>> begin Supplied text

Prickly Pear Cactus
Opuntia Care Guide
Opuntia, the Prickly Pear Cactus, is defined by its flattened pads and by the thing most people learn about too late: the glochids. Those tufts of fine, barbed hairs detach at the slightest touch, embed in skin and are far more of a nuisance than the obvious spines. Handle with folded newspaper or thick gloves, always.
Beyond that, it is one of the more forgiving cacti to grow indoors. This guide covers light, watering through the year, substrate, repotting, propagation from pads, the species we stock, and the problems worth knowing about.
Light Requirements
The ideal light for Optuntia is full, direct sun. A south-facing window with nothing in front of it. Opuntia species come from the Americas, from the Canadian prairies down to Patagonia, and almost all of them evolved in open, unshaded ground.
They will hang on in a west-facing window, but expect slower growth and thinner, paler pads. Below about four hours of direct sun a day, new pads come in narrow and elongated and the plant leans hard toward the glass.

Variegated varieties like the Opuntia 'Jamaican Ghost' needs slightly more light than usual.

>> end Supplied text

■ List of tasks
- A) In the Opuntia care guide, what should be used when handling the plant?
- B) Using the reasons given in the Opuntia care guide, explain why full, direct sun is the ideal light for these cacti.
- C) Write the next passage of the Opuntia care guide, picking up after its final sentence.
The lines that follow have no connection to the Opuntia care guide above.

>> begin Data entries

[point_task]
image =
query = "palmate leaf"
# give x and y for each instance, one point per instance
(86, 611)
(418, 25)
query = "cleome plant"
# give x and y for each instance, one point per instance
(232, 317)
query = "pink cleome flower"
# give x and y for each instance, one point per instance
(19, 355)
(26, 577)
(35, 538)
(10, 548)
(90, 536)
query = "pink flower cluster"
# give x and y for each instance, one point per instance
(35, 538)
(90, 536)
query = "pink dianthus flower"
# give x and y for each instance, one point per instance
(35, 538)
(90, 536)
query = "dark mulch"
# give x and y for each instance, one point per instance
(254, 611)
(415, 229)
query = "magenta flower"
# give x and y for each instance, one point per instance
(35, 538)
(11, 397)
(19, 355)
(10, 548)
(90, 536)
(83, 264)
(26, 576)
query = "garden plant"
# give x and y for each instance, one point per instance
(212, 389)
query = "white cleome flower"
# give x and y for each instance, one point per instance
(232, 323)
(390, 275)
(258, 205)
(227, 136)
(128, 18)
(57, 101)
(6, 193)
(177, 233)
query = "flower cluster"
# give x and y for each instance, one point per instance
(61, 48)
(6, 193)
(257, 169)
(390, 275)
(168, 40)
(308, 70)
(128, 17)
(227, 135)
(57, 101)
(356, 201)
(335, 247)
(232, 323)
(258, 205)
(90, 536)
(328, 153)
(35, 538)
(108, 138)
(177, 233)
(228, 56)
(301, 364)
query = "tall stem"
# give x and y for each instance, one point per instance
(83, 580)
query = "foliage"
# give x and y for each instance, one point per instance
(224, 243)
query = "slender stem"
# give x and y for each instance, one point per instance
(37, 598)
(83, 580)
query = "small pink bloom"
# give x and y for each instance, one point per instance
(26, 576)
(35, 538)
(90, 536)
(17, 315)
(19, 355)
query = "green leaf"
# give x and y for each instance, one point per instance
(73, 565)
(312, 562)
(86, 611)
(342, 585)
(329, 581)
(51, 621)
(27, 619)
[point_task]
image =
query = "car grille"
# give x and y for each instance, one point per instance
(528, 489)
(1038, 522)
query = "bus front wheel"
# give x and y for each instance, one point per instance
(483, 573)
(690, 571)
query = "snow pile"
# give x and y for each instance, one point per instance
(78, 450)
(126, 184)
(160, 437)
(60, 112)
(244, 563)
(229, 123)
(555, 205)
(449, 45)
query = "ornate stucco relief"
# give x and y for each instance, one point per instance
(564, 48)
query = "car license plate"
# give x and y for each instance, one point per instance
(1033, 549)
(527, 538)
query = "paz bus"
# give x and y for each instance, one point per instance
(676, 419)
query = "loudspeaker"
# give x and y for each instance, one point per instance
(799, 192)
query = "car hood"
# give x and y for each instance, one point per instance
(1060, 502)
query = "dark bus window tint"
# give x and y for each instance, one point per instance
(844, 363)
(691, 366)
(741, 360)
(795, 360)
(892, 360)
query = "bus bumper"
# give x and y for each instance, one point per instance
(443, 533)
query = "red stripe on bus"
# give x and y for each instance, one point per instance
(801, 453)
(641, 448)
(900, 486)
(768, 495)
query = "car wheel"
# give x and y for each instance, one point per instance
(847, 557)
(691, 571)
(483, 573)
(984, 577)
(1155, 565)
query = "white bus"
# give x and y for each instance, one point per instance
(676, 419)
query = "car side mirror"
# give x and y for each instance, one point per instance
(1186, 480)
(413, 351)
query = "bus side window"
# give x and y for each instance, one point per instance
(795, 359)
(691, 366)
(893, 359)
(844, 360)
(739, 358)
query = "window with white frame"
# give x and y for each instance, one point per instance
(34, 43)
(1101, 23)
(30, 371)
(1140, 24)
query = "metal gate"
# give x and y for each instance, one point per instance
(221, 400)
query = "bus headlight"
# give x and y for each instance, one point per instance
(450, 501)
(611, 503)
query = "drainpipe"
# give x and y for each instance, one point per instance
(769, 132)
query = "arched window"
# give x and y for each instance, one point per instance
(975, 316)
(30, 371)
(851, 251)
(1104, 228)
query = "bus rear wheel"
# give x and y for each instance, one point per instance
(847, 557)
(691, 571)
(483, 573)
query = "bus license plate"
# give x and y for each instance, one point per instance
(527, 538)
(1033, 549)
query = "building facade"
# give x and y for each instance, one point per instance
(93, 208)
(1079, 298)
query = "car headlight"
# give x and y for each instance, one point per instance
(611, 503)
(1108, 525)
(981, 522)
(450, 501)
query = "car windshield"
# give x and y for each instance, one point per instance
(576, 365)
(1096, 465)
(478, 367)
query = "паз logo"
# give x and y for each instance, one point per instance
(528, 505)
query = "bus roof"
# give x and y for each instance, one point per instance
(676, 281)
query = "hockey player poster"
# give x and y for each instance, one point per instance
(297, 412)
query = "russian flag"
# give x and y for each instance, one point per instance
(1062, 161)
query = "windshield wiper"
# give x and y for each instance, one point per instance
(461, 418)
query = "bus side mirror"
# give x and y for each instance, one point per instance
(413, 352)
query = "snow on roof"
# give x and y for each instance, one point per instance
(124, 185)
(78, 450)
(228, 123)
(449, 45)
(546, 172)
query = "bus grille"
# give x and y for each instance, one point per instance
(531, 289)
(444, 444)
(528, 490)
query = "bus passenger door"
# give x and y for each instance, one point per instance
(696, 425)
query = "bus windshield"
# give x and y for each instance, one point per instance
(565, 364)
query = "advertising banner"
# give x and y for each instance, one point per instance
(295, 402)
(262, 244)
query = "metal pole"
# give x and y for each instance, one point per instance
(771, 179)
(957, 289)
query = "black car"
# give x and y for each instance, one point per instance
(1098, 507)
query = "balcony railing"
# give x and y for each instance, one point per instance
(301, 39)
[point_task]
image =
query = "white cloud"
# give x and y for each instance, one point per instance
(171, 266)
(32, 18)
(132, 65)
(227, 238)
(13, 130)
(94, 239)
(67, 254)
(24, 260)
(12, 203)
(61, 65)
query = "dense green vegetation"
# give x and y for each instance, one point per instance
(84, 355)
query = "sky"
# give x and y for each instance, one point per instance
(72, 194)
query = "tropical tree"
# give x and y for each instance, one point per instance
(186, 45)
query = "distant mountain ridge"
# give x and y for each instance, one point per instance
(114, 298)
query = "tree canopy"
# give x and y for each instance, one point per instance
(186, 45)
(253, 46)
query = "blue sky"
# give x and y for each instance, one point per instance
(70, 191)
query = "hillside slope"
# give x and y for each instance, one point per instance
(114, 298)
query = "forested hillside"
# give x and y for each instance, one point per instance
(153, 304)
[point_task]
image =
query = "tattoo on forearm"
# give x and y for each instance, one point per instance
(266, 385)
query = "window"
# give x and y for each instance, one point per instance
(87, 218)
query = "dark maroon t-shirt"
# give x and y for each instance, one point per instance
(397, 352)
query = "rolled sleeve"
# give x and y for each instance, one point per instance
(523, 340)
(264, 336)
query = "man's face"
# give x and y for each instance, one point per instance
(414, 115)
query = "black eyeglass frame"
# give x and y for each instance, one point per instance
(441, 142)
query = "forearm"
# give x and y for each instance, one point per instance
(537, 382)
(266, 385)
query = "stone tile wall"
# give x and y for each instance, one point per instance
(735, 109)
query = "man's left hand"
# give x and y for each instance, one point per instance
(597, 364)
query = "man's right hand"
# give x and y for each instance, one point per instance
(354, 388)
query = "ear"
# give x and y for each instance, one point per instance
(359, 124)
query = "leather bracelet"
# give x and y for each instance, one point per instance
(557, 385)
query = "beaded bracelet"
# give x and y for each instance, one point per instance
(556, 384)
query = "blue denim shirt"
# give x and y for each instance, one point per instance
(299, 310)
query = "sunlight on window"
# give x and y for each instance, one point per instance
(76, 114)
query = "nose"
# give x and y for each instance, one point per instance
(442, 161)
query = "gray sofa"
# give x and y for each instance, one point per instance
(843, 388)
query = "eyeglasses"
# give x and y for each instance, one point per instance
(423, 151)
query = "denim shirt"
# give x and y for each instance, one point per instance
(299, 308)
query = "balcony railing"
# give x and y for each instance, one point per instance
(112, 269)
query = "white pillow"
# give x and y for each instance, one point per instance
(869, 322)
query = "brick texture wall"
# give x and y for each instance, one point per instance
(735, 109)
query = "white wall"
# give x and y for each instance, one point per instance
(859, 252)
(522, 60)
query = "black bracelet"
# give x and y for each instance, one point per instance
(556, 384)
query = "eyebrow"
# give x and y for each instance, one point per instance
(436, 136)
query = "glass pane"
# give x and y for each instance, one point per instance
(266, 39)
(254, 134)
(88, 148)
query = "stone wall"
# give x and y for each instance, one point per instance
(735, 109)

>> end Data entries

■ Responses for each task
- A) Folded newspaper or thick gloves.

- B) Opuntia species come from the Americas, ranging from the Canadian prairies to Patagonia. Almost all of them evolved in open, unshaded ground, so they are suited to full, direct sun.

- C)
How Often to Water Prickly Pear Cactus
Soak the plant thoroughly, then let the compost dry out completely before watering again. In practice, that is roughly every two to three weeks from April to September, and essentially nothing from November to February.
In the winter, keep the plant cool (5°C to 12°C is ideal) and dry. A cool, dry winter rest is what triggers flowering the following year. A prickly pear kept warm and watered through a British winter will survive but is unlikely ever to flower, which is a shame, because the flowers are the best thing about them.
Signs of overwatering include the pads going soft and yellowish at the base; a dark, wet-looking patch spreading up from soil level; the whole plant toppling because the base has rotted through. Overwatering is the single most common way an Opuntia dies indoors.
When underwatered, pads wrinkle and go slightly leathery. Easily corrected with a proper soak. Underwatering is rarely fatal here, which is why we would always err on the dry side.
Water into the compost, not over the plant. Water sitting in the crevices between pads encourages fungal spotting.
Repotting Opuntia
Sharp drainage is non-negotiable. Opuntia roots are shallow and fibrous and they rot quickly in compost that stays wet.
Our Desert Mix Cacti and Succulent Potting Mix is formulated for exactly this and is what we use at the nursery to grow our in-house collection.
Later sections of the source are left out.